The task: Starting with the first line of the material and going on through the line that contains "73), (47, 73)]", write those lines out again with "forearm" changed to "wrist" and nothing else altered.

- - -

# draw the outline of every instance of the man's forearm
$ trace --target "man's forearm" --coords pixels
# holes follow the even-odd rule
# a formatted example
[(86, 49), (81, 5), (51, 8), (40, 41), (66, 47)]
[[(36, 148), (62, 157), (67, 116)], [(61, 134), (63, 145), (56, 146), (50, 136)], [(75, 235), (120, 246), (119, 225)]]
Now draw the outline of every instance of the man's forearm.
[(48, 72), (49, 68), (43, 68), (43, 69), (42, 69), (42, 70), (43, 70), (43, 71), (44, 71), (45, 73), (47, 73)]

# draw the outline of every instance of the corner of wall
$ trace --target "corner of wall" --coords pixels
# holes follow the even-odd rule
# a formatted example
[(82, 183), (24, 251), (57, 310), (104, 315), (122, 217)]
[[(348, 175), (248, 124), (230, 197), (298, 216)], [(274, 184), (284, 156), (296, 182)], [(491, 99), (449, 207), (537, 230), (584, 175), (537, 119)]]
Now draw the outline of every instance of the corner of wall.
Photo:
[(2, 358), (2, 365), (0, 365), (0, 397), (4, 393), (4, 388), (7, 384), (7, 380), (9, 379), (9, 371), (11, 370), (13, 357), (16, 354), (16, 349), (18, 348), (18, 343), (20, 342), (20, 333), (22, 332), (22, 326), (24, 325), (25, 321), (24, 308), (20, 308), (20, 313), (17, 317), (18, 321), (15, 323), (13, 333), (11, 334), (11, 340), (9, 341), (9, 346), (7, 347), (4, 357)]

- - -

Solution:
# draw the outline of every instance of the man's wrist
$ trace --target "man's wrist" --coords pixels
# holes follow the even-odd rule
# a formatted example
[(86, 49), (81, 5), (51, 8), (40, 41), (66, 47)]
[[(36, 148), (62, 157), (67, 116)], [(61, 134), (63, 145), (56, 146), (50, 136)], [(75, 235), (120, 246), (119, 225)]]
Now draw the outline of every instance of the man's wrist.
[(48, 72), (49, 68), (43, 68), (43, 69), (42, 69), (42, 70), (43, 70), (43, 71), (44, 71), (45, 73), (47, 73)]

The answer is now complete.